Coordinate annotation entries:
-------------------------

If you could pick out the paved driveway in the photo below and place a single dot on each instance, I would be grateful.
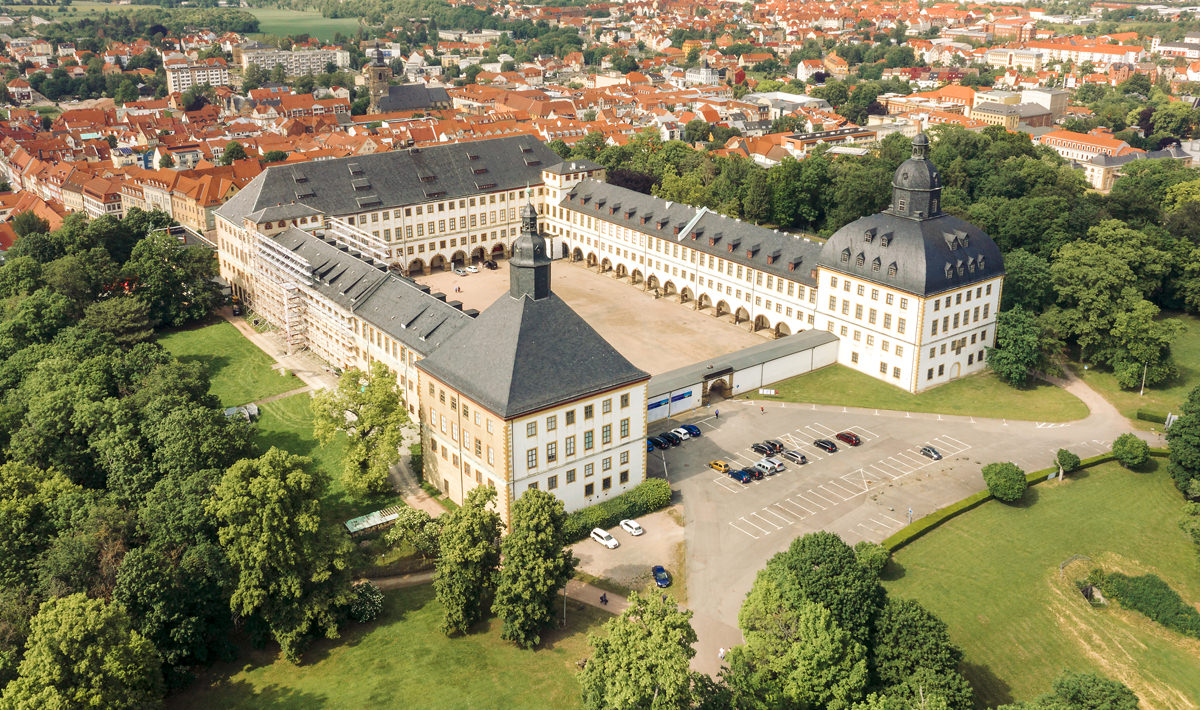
(861, 493)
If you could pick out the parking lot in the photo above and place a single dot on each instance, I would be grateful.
(859, 492)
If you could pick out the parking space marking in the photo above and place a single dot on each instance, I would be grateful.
(786, 521)
(763, 530)
(724, 483)
(793, 504)
(743, 531)
(837, 494)
(822, 429)
(765, 519)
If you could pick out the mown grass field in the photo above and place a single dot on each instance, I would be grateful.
(239, 371)
(287, 423)
(993, 575)
(1163, 398)
(273, 20)
(403, 660)
(981, 395)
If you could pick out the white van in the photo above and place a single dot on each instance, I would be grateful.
(769, 465)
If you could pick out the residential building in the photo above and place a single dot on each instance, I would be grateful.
(183, 74)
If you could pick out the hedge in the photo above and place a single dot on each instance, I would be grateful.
(1152, 416)
(1151, 596)
(646, 498)
(918, 528)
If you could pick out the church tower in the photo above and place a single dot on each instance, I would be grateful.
(377, 76)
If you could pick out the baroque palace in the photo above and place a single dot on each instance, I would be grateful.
(319, 250)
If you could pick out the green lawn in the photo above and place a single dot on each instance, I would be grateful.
(287, 423)
(981, 395)
(1164, 398)
(239, 371)
(405, 661)
(993, 576)
(274, 20)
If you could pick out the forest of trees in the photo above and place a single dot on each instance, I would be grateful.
(133, 506)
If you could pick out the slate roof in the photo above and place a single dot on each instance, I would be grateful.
(787, 256)
(522, 355)
(413, 97)
(394, 179)
(921, 251)
(403, 310)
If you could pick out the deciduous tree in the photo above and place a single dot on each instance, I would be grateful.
(537, 565)
(469, 555)
(291, 572)
(370, 411)
(641, 659)
(82, 653)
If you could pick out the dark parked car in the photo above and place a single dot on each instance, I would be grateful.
(671, 437)
(850, 438)
(793, 456)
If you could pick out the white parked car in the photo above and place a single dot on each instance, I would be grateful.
(605, 539)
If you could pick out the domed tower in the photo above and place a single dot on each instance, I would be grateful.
(377, 74)
(916, 186)
(529, 265)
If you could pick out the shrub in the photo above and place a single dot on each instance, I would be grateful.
(367, 602)
(646, 498)
(1151, 596)
(1067, 461)
(1131, 451)
(873, 555)
(1006, 481)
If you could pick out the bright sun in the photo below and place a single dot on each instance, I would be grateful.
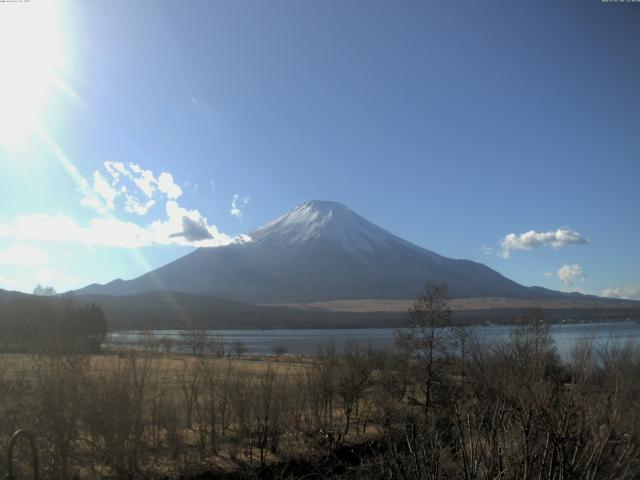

-------------------------

THE TASK:
How many rows contain the string "below"? Reply with the number alone.

ANSWER TO THE PROBLEM:
2